**Quoted text**
◆ ◆ ◆ ◆ ◆ ◆ ◆
This article shows statistics of individual players for the football club Dinamo Zagreb It also lists all matches that Dinamo Zagreb will play in the 2008–09 season.

Events
26 April: Midfielder Luka Modrić agrees to a five-year contract with Premier League club Tottenham Hotspur in a transfer worth €21m, meaning he will leave Dinamo after the last game of the 2007–08 season, the Croatian Cup second leg final on 14 May.
9 May: Dinamo board of directors hold a press conference concerning the Zagreb Mayor Milan Bandić's announcement that the Maksimir stadium could be torn down and replaced by a new stadium built at a different location. Club's chairman Mirko Barišić, club's legends Slaven Zambata and Igor Cvitanović as well as the current vice-captain Igor Bišćan and Bad Blue Boys spokesman all express the view that the new stadium should be built in Maksimir.
14 May: Immediately after the cup final game against Hajduk Split at Poljud stadium, manager Zvonimir Soldo resigns, citing "bad atmosphere at the club".
20 May: Branko Ivanković appointed as manager again, only five months after being sacked and replaced by Zvonimir Soldo.
21 May: Defender Hrvoje Čale signs a four-year contract with the Turkish club Trabzonspor in a transfer worth €2.2m.
23 May: Goalkeeper Tomislav Butina signs a two-year contract with Dinamo on a free transfer after being released from Greek club Olympiacos. Butina returns to the club after spending five years playing abroad, and 15 years after his first top-flight debut for the Blues in 1993.
25 May: Defensive midfielder Ognjen Vukojević signs a five-year contract with Ukrainian club Dynamo Kiev on a transfer worth €6m.
4 June: Attacking midfielder Guillermo Suárez signs for Dinamo from Argentina's Tigre for an undisclosed fee.
5 June: Defender Etto agrees to a new four-year contract with Dinamo.
5 June: The 6th edition of the annual Mladen Ramljak Memorial Tournament hosted by Dinamo begins, featuring youth squads from Croatia and abroad. Dinamo youngsters beat Bulgarian side Litex Lovech 3–1.
6 June: UEFA commission inspect all venues expected to host the following Prva HNL season games and assigns Maksimir stadium a category 3 rating, declaring it fit to host European games.
6 June: Dinamo youth squad beats Osijek 4–1 and secures a place in the tournament final.
◆ ◆ ◆ ◆ ◆ ◆ ◆
**Stored rows**
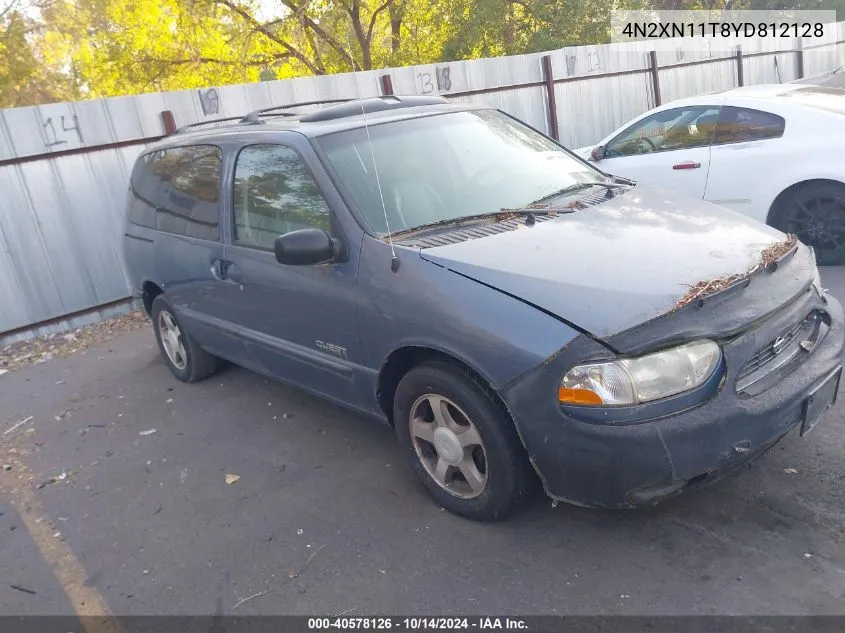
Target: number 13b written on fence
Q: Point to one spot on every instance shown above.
(426, 83)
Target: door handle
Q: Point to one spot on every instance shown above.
(233, 273)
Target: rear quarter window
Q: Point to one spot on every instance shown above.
(177, 190)
(738, 125)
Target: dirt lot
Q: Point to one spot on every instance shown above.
(124, 489)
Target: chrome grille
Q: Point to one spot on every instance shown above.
(780, 351)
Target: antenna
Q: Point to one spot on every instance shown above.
(394, 261)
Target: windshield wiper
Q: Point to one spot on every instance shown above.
(578, 186)
(529, 210)
(497, 216)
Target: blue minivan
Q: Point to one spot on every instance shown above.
(516, 314)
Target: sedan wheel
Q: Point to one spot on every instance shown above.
(816, 214)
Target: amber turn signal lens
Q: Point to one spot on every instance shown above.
(578, 396)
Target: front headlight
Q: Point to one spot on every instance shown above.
(630, 381)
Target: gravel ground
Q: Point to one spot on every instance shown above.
(44, 348)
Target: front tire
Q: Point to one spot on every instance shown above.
(183, 355)
(815, 213)
(460, 441)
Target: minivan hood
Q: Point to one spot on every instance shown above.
(613, 266)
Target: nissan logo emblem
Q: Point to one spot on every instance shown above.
(779, 344)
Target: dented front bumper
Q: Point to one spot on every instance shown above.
(618, 463)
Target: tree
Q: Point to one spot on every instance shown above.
(25, 79)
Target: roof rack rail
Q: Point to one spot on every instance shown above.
(253, 116)
(185, 128)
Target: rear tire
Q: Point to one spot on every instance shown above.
(815, 212)
(184, 357)
(461, 442)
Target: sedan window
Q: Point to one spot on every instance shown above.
(678, 128)
(737, 125)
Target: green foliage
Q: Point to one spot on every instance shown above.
(54, 50)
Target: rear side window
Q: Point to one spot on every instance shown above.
(738, 125)
(177, 190)
(144, 186)
(275, 194)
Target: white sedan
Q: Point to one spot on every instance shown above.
(772, 152)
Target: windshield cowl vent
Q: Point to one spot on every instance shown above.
(457, 234)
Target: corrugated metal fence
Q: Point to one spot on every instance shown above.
(64, 167)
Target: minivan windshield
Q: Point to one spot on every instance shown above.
(449, 166)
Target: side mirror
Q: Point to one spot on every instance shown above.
(305, 247)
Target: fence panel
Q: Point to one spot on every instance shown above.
(64, 167)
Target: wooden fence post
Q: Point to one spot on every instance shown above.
(799, 59)
(655, 77)
(168, 121)
(386, 85)
(548, 78)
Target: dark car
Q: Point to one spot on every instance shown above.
(514, 312)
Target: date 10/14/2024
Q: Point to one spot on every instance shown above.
(419, 623)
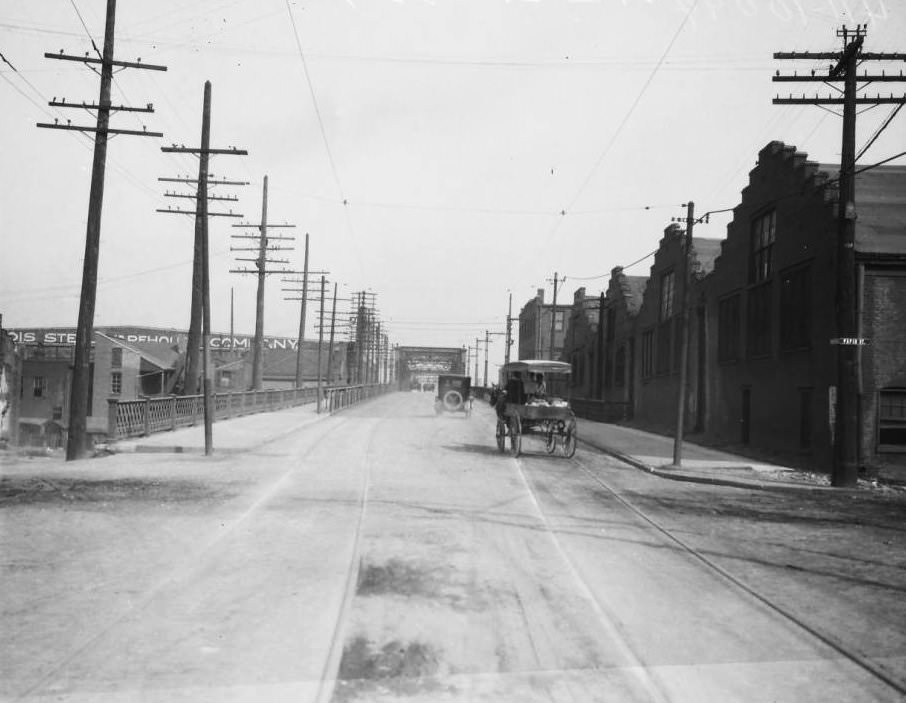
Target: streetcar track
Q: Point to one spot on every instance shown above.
(332, 662)
(646, 678)
(189, 564)
(863, 662)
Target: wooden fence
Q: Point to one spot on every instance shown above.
(138, 418)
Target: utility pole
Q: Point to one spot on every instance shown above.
(201, 243)
(320, 340)
(77, 434)
(554, 313)
(193, 344)
(487, 336)
(333, 321)
(846, 432)
(509, 330)
(684, 339)
(261, 271)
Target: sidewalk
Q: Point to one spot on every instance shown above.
(654, 453)
(230, 436)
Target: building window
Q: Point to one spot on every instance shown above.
(668, 282)
(758, 320)
(728, 329)
(647, 353)
(795, 309)
(619, 370)
(664, 331)
(892, 419)
(763, 234)
(805, 418)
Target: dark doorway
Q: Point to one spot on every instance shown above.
(746, 419)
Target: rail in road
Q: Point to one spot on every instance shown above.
(388, 554)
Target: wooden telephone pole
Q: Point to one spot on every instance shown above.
(304, 297)
(261, 271)
(202, 261)
(77, 443)
(846, 431)
(193, 346)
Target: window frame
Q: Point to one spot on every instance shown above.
(893, 422)
(729, 352)
(116, 382)
(761, 246)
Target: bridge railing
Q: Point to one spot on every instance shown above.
(142, 417)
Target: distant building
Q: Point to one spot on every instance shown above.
(535, 328)
(128, 363)
(762, 368)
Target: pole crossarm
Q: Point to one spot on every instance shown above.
(827, 78)
(90, 59)
(93, 106)
(177, 211)
(836, 55)
(211, 182)
(839, 101)
(256, 271)
(101, 130)
(197, 150)
(230, 198)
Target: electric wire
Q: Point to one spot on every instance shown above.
◆ ◆ ◆ ◆ ◆ ◆ ◆
**Job A**
Copy the part of the Dinamo Zagreb season text starting with "6 June: UEFA" and going on through "the tournament final.".
**Job B**
Write the next part of the Dinamo Zagreb season text, picking up after its final line.

**Answer A**
6 June: UEFA commission inspect all venues expected to host the following Prva HNL season games and assigns Maksimir stadium a category 3 rating, declaring it fit to host European games.
6 June: Dinamo youth squad beats Osijek 4–1 and secures a place in the tournament final.

**Answer B**
6 June: Forward Davor Vugrinec agrees to leave the club for local rivals NK Zagreb on a free transfer.
8 June: Dinamo youngsters win the Mladen Ramljak Memorial by beating Hajduk Split 1–0.
12 June: Dinamo sign midfielder Pedro Morales from Universidad de Chile for €1.6m.
13 June: Dinamo sign defender Luis Ibáñez from Boca Juniors on a five-year contract in a transfer worth for €650,000.
15 June: Goalkeeper Georg Koch is released and joins Austrian club Rapid Vienna on a free transfer.
3 July: Fearing hooliganism, Austrian organisers cancel the already scheduled pre-season friendly with Polish side Lech Poznań.
4 July: Two months after Newcastle United offered €2m for Josip Tadić, West Ham also expresses interest in bringing in the young striker.
5 July: Defender Marijan Buljat is released and joins rivals Hajduk Split on a four-year contract.
8 July: Forward Dario Zahora's loan to Domžale expires and agrees to a new loan to another Slovenian club Interblock Ljubljana.
15 July: Defender Tomislav Mikulić leaves the club and signs a two-year contract with Belgian club Standard Liège.
16 July: Dinamo start their European campaign by defeating Linfield 2–0 in the first leg of their UEFA Champions League 2008–09 First Qualifying Round.

First-team squad

Team roster
Updated 5 March 2009

Transfers

Summer
Midfielder Luka Modrić agreed to a five-year contract with Premier League club Tottenham Hotspur in a transfer worth €21m in late April, meaning his last game for the Croatian Cup second leg final on 14 May. On 22 May defender Hrvoje Čale signed a four-year contract with the Turkish side Trabzonspor for €2.2m, and four days later defensive midfielder Ognjen Vukojević joined Ukrainian giants Dynamo Kiev in a €6m transfer. During the summer transfer window, a group of players were released, including 33-year-old forward Davor Vugrinec who joins city rivals NK Zagreb, Georg Koch who signs a deal with Rapid Vienna and Tomislav Mikulić who signs a two-year contract with Standard Liège. Marijan Buljat and Dario Jertec were also released after failing to break into the first team squad under Branko Ivanković, and join biggest local rivals, Hajduk Split.

As for the arrivals, goalkeeper Tomislav Butina signed a two-year deal after being released by Olympiacos. Butina signed a two-year deal after being released by the Greek powerhouse, in a transfer which marked his return to the club after spending five years playing abroad, and 15 years after his first top-flight debut for the Blues in 1993. Heart of Hajduk Award winner Mirko Hrgović also joined the club from Japanese side JEF United, in a transfer which stirred some resentment by supporters of both Hajduk and Dinamo. Three South American players also joined the club in the summer transfer window: Luis Ibáñez and Guillermo Suárez came from Argentina's Boca Juniors and Tigre for €650,000 and €1m respectively, while Chilean international Pedro Morales joined from Universidad de Chile in a €1.6m transfer.

Did'dy Guela also left the club in late August amid heavy criticism by Ivanković and a publicized conflict with Ante Tomić in training. Two months after his contract was terminated he joined Greek side Larissa.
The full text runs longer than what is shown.